### Study text

··········

But since you've had the recent deaths, and the fish with the sore--which may have been water quality related I suggested that you focus on improving water quality with the increased partial water changes.

If you did a 100% water change, then yes you could have 0 nitrate.

Really sorry to hear that you lost all of your fish.

Unless you're attached to the snails then I would take this unfortunate opportunity to rid of them. If you choose to use a product that will kill the snails then at least you won't have to worry about harming your fish. Getting rid of snails can be a HUGE challenge.

Again, sorry for the loss of your fish. Good luck with getting the tank re-stocked.

Robin


----------



## RDFISHGUY (Mar 21, 2005)

··········

### Required work
[1] Rewrite the paragraph of the fish tank reply that begins "Unless you're attached to the snails" as a short bulleted list, keeping its main points.
[2] Summarize the fish tank reply in two sentences.
[3] Write the next part of the fish tank forum thread, starting after its final line.

(Saved entries)
··········

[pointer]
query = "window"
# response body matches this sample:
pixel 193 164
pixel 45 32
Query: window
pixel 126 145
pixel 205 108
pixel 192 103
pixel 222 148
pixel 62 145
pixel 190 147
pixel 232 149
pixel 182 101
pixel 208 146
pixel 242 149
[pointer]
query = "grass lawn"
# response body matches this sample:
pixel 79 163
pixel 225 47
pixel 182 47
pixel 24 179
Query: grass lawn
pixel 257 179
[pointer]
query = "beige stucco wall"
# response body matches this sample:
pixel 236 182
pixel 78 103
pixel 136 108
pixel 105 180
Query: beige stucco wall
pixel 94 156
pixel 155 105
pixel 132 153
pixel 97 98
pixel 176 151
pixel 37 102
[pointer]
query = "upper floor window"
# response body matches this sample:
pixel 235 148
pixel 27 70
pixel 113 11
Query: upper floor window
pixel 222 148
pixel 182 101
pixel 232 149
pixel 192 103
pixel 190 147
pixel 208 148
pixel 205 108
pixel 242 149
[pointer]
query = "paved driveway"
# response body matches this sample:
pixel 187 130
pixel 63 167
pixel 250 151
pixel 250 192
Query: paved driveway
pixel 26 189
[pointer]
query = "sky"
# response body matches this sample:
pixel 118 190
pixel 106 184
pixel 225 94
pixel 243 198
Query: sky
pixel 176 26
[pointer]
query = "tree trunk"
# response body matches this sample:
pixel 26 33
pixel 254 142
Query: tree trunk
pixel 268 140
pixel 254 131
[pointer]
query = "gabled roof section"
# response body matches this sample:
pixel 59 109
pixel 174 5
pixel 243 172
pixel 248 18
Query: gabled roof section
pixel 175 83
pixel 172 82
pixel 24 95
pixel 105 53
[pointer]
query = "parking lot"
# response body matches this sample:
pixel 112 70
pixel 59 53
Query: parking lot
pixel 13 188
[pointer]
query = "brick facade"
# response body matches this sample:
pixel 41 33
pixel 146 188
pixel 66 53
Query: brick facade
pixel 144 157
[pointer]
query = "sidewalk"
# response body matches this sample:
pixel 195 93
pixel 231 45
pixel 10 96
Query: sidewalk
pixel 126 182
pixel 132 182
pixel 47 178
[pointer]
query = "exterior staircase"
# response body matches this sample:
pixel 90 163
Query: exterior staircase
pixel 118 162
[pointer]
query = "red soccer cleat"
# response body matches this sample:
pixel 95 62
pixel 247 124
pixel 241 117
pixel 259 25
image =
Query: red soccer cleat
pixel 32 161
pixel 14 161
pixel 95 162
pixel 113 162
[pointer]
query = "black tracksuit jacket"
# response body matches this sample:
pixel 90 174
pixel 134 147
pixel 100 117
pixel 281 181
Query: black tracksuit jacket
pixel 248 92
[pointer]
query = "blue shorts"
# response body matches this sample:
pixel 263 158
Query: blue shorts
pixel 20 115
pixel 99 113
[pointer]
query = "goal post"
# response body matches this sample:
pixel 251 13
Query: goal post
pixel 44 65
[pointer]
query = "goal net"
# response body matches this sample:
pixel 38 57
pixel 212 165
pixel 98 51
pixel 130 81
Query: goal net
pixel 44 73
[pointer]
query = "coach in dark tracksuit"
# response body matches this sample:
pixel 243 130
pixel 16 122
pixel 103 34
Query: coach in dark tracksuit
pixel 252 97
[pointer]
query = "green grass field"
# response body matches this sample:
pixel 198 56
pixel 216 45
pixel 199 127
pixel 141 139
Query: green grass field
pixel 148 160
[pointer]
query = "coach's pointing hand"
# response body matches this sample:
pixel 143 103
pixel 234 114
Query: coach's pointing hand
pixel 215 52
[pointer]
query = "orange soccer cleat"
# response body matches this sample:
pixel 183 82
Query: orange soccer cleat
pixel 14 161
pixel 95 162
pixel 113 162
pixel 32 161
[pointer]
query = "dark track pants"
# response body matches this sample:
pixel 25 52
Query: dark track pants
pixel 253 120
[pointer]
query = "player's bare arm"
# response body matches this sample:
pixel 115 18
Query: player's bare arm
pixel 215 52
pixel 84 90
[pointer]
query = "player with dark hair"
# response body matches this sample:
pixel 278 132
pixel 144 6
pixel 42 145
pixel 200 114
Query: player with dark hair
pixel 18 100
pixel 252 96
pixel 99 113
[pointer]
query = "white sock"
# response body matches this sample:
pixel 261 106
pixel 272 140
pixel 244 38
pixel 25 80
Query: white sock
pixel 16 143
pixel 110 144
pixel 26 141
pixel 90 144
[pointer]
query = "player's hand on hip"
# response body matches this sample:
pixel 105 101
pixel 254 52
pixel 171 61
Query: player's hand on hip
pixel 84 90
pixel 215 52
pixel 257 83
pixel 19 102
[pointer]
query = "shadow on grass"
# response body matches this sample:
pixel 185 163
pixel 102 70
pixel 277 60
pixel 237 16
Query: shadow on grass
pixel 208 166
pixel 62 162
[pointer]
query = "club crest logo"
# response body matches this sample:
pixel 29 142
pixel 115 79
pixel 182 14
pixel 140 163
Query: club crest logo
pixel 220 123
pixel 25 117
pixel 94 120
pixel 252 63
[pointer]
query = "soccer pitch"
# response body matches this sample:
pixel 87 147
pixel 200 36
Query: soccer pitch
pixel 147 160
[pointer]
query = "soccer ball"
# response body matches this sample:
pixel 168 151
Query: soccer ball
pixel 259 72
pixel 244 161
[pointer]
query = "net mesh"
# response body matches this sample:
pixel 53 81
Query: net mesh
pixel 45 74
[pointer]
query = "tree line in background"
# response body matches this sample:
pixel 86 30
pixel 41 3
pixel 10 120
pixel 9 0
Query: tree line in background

··········

### List of answers
[1]
- If the snails don't matter to you, use this chance to get rid of them.
- A snail-killing product can be used without worrying about harming fish.
- Getting rid of snails can be very hard.

[2] The reply explains that, because of recent fish deaths and a fish with a sore, it recommended more partial water changes to improve water quality, and it notes that a 100% water change could bring nitrate to zero. After offering sympathy for the loss of all the fish, it suggests using this chance to get rid of the snails, if they aren't wanted, with a snail-killing product, since there are no longer fish to harm.

[3]
Just to be clear, by clogged you don't mean lack of flow, but clogged media. Because flow has been good through this whole ordeal. These tiny snails, however, have infiltrated every little available space in the foam and the bio-rings. I don't believe poor water is the cause of this problem as I am very diligent with 40% weekly changes. I believe , rather , the poor quality is a result of the infestation. I have 3 other tanks on the very same maintenance schedule and they are in good condition. I tried everything I could to save these fish. The only thing I didn't do was clean the filters because I didn't want to remove any of the bacteria. I guess the snails did that anyway. I did everything I could possibly do to correct the problem from a barage of medications to large water changes and even added a UV sterilyzer. I am relieved , actually, to have found these pests. I thought I was doing something to poison these fish but I now know what the difference is between this tank and all the rest. SNAILS! Once I've gotten rid of most of them my loaches should take care of the rest after I get the tank up and going again. I have been banging my head against a wall for over a month trying to get to the bottom of this. Asking myself several questions only to come up with the same answers over and over again. I thought maybe there was something wrong with my water treatment- but I use the same treatment for all the other tanks. That couldn't be it .
Maybe I got some kind of airborne contaminate- but why isn't the other tank having the same problem?
I even tried to lay blame on the FX5 filters because that was the only difference between the 230 gallon and all the other tanks ( which are filtered by AC filters).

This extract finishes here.